## GIVEN PASSAGE
-- Opening Marker --

The architecture of St Mary's Church in Stadtilm combines elements of both the Romanesque and the Gothic style.

The massive double tower façade dominating the building was erected in several construction phases. The ground floor has a round-arched columned portal in the style of the Cistercian churches and shows on both sides of the stepped vaulting each three columns on bases with corner leaves and early-Gothic bud capitals on the right and tendril capitals on the left from the time after 1220.

The upper storeys of the towers date from the middle of the 14th century and show a storey division by double round-arched frieze and cornice, framed by vertically accentuating corner pilasters. The elaborately designed windows are partly trefoil-shaped with inserted small pillars and corner columns. The top storey was completed in the late 14th century and has three-light traceried windows on all sides, crowned by soaring wimpergs, as well as pinnacles at the tower corners. Both towers are finished with pyramidal stone spires and cross-flower finials.

The nave ends in a recessed choir and has lancet window panels with pairs of trefoil-shaped windows, one above the other, on the sides between buttresses; the three choir windows have been restored in simplified forms. The southern portal vestibule dates from around 1320. It has a pointed-arched gallery in front of the wall below its eaves and, above it, a gable from 1902 with a group of figures by Ernst Paul (1856–1931); next to the Saviour, the Evangelists Mark and Luke as well as two angel figures are depicted. In the tabernacles of the buttresses are statues of the apostles, which are stylistically related to those of the triangular portal at Erfurt Cathedral. The younger northern vestibule has two bays and a cross-ribbed vault. It opens to the north through a pointed arch and shows five blind niches on each of its inner walls with foliage consoles on the wimpergs; the two figures resemble those of the south portal. On the tower vaults, a late-Romanesque mural painting with biblical scenes (Sacrifice of Isaac, Christ as Judge of the World, Last Judgment, Mary with the Child, Assumption of Mary into Heaven and Saint Francis of Assisi) has been preserved.

-- Closing Marker --

## APPLY WHAT YOU READ
A. List every scene that the passage on St Mary's Church in Stadtilm names in the late-Romanesque mural painting preserved on the tower vaults.
B. Summarize the passage on St Mary's Church in Stadtilm in two sentences.
C. According to the passage on St Mary's Church in Stadtilm, from around what year does the southern portal vestibule date?

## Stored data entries
-- Opening Marker --

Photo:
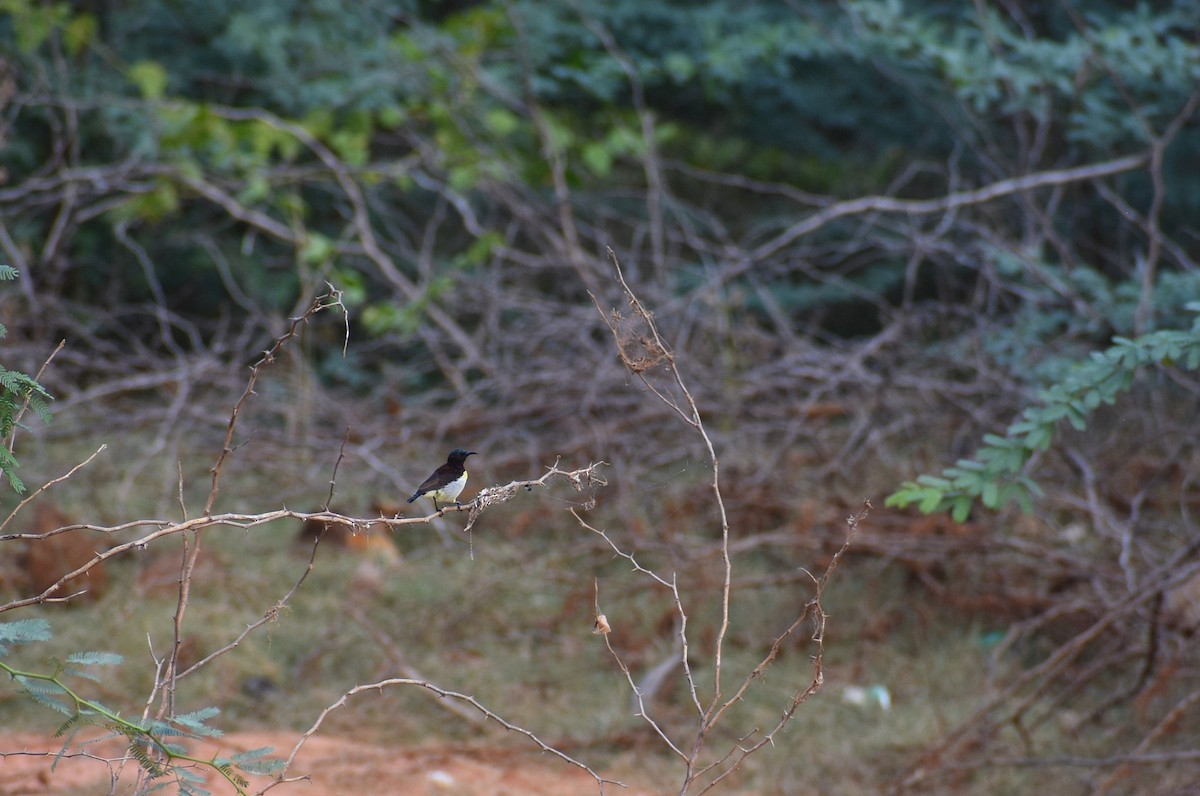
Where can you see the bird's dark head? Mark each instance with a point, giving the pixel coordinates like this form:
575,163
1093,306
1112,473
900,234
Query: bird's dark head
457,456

-- Closing Marker --
-- Opening Marker --

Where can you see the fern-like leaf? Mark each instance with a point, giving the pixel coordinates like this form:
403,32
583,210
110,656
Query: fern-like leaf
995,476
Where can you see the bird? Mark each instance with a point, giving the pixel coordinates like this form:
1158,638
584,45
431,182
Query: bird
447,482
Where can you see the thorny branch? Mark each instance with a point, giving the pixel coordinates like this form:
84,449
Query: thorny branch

-- Closing Marker --

## ANSWERS TO THE EXERCISES
A.
Sacrifice of Isaac
Christ as Judge of the World
Last Judgment
Mary with the Child
Assumption of Mary into Heaven
Saint Francis of Assisi

B. St Mary's Church in Stadtilm combines Romanesque and Gothic elements, and its dominant double tower façade was built in several phases, from a ground floor with a round-arched columned portal to upper storeys of the 14th century finished with pyramidal stone spires. The nave ends in a recessed choir and has southern and northern portal vestibules with figures and statues, and a late-Romanesque mural painting with biblical scenes survives on the tower vaults.

C. Around 1320.